* _WHAT TO WORK ON_
(1) In the text on India's foreign investment flows, which three countries accounted for over 70 per cent of total inflows?
(2) Put this sentence from the text on India's foreign investment flows into Spanish: "The bulletin noted that the financial sector received the highest share of FDI at 60 per cent, followed by manufacturing, electricity and communication services."
(3) For each statement, answer yes or no according to the text on India's foreign investment flows, and quote the words that decide it. (a) Outward FDI in April–October was higher than a year earlier. (b) Net FDI was positive in October. (c) The rupee gained against the US dollar in November.

The RBI’s December Monthly Bulletin said gross inward FDI rose marginally to $58.3 billion in April‑October from $50.5 billion a year ago, and remained steady in October with Singapore, Mauritius and the United States accounting for over 70 per cent of total inflows.
Repatriation or the amount of foreign capital leaving India fell to $31.65 billion from $33.2 billion during the same period, while outward FDI rose to $20.5 billion from $14.06 billion, the statement said.
The bulletin noted that the financial sector received the highest share of FDI at 60 per cent, followed by manufacturing, electricity and communication services.
“The key destinations for outward FDI were Singapore, followed by the US and United Arab Emirates, together accounting for over half of total outward FDI. Sector-specific breakdown suggests that around 90 per cent of outward FDI was in financial, insurance, and business services, followed by wholesale, retail trade and manufacturing,” the report said.
Net FDI was, however, negative in October (-$1.5 billion), mainly on account of high repatriation and outward FDI. Repatriation in October was nearly $5 billion versus $5.4 billion a year earlier, while outward FDI rose to $3.90 billion from $1.89 billion, the report said.
The rupee depreciated against the US dollar in November, weighed down by gains of US dollar, muted foreign portfolio flows, and uncertainty surrounding the India-US trade deal.
The RBI's note further said that high‑frequency indicators for November showed economic activity has held up, with services continuing strong expansion, while manufacturing showed signs of deceleration.
Private consumption growth was sustained by robust rural demand and easing inflationary pressures, though net exports remained a drag on growth, it said.

* _EXTRACTED RECORDS_
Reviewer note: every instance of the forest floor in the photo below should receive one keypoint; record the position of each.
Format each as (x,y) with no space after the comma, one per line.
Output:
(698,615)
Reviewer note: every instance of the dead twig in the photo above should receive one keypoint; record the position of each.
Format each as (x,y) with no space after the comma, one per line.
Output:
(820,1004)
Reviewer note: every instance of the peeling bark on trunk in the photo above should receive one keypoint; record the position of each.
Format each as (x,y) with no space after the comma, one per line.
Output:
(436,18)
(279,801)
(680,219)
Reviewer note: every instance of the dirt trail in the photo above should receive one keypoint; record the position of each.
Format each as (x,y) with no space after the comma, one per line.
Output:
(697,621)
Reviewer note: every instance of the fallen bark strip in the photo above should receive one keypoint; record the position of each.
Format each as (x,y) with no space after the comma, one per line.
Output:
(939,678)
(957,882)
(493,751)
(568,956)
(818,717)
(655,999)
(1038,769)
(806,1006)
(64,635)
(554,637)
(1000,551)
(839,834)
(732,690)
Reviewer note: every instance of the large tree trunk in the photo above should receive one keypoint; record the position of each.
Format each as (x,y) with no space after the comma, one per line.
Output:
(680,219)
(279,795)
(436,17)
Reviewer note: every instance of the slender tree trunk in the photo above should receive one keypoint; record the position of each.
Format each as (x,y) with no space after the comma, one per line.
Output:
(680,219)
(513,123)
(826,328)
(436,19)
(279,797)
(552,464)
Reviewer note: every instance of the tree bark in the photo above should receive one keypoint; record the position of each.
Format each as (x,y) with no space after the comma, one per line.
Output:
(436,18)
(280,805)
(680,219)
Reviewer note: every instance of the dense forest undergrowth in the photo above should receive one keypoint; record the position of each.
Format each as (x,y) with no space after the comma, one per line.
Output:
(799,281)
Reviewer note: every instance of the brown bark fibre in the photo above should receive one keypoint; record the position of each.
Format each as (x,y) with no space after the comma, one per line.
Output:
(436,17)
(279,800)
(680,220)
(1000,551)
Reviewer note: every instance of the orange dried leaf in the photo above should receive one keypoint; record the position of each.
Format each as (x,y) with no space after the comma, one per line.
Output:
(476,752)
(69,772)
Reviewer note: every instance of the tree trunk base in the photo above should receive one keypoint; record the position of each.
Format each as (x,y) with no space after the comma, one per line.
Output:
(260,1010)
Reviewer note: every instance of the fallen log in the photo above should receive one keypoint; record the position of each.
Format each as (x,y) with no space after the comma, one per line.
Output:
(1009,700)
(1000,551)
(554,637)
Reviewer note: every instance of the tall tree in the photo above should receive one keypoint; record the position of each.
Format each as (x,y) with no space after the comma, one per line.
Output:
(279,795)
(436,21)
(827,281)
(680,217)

* _RESPONSES TO THE EXERCISE_
(1) Singapore, Mauritius and the United States.

(2) El boletín señaló que el sector financiero recibió la mayor parte de la IED, con un 60 por ciento, seguido por la manufactura, la electricidad y los servicios de comunicación.

(3)
(a) Yes: "outward FDI rose to $20.5 billion from $14.06 billion"
(b) No: "Net FDI was, however, negative in October (-$1.5 billion)"
(c) No: "The rupee depreciated against the US dollar in November"